* WHAT THE TASK ASKS: Each line in the entries below that holds the string "parked" is to be listed.

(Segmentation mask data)
----
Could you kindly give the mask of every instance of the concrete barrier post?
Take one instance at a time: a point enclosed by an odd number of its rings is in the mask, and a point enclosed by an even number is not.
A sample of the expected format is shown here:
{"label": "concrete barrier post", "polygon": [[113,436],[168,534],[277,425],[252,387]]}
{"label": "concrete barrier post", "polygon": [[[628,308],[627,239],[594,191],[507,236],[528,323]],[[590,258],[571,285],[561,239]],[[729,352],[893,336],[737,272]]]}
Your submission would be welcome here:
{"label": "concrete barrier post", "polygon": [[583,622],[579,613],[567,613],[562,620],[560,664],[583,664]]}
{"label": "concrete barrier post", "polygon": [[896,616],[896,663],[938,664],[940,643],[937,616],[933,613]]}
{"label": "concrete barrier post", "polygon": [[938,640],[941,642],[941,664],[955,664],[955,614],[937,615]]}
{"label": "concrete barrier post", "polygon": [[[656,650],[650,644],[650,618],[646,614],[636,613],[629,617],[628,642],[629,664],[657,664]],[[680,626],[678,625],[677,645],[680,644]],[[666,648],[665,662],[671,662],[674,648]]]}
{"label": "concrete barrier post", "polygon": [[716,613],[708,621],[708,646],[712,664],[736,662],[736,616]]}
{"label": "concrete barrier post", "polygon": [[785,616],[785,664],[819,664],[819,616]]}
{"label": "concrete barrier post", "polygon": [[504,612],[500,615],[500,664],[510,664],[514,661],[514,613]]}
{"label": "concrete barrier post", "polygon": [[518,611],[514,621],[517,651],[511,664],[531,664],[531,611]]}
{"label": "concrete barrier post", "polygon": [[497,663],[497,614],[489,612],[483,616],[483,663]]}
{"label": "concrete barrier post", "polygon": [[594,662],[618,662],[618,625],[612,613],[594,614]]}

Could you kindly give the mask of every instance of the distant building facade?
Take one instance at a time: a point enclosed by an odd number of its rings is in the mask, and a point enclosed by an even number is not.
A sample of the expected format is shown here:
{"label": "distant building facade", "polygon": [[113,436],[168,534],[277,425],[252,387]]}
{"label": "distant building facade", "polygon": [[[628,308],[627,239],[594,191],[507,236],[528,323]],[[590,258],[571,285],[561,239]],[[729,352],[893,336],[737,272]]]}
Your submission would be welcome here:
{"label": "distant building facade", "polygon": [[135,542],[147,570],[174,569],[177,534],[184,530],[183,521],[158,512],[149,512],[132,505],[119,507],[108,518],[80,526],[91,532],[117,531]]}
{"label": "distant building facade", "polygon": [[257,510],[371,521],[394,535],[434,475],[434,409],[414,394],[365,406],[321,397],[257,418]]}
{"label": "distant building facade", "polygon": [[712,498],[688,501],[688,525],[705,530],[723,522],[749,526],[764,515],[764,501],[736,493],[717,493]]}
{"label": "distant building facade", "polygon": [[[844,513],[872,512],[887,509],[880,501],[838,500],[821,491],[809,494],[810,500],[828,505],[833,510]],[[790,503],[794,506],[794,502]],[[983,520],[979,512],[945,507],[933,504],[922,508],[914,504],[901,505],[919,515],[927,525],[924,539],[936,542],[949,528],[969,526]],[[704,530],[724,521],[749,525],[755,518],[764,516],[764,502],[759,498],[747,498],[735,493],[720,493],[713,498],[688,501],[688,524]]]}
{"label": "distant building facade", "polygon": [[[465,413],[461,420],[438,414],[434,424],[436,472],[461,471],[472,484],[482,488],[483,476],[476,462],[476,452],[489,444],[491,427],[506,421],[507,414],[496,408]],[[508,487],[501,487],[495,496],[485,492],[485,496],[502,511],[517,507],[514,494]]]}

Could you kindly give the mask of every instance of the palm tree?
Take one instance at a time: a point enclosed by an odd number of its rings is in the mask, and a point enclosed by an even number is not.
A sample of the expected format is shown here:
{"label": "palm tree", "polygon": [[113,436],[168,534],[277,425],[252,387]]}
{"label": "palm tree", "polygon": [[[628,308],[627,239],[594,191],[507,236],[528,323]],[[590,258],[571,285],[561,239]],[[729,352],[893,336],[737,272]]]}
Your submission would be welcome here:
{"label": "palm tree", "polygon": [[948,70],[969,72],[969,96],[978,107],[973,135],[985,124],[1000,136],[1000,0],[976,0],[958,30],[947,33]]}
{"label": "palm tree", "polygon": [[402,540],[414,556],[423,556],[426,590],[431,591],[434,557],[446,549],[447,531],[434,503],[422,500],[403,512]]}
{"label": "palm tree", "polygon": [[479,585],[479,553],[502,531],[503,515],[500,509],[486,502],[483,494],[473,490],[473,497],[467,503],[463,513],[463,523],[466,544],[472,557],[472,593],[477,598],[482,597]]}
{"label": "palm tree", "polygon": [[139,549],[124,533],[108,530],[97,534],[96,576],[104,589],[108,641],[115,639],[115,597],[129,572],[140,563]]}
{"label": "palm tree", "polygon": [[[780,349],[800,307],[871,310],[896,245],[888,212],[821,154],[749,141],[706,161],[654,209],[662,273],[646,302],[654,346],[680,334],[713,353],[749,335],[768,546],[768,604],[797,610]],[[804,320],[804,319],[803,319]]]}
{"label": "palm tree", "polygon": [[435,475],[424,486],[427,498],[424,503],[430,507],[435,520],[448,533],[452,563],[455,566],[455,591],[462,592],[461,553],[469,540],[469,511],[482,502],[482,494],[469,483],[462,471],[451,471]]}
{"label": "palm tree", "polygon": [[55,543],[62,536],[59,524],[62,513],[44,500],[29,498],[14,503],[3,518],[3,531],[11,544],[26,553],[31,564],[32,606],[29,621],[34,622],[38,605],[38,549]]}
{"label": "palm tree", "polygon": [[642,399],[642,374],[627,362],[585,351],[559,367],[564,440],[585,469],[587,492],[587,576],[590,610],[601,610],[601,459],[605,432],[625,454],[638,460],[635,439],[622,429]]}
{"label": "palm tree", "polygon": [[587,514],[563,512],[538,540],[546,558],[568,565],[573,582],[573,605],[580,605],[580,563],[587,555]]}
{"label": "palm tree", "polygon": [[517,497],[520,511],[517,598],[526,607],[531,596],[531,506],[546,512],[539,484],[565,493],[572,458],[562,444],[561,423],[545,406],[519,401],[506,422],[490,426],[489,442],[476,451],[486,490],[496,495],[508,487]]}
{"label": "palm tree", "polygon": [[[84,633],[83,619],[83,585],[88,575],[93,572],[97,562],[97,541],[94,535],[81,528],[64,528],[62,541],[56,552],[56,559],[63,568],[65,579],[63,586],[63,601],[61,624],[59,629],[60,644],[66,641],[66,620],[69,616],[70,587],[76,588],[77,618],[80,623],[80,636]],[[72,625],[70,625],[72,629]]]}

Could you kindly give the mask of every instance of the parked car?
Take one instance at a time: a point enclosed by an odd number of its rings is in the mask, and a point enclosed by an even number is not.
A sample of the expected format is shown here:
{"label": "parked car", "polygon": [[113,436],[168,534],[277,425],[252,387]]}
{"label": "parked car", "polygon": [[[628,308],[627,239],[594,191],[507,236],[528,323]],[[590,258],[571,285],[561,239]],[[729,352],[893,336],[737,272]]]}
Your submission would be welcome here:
----
* SOLVED PROBLEM:
Could you kindly give the mask of every instance of the parked car?
{"label": "parked car", "polygon": [[113,436],[168,534],[277,425],[252,387]]}
{"label": "parked car", "polygon": [[[628,308],[627,239],[594,191],[507,236],[528,323]],[[590,258],[571,285],[561,239]],[[729,352],[893,336],[737,272]]]}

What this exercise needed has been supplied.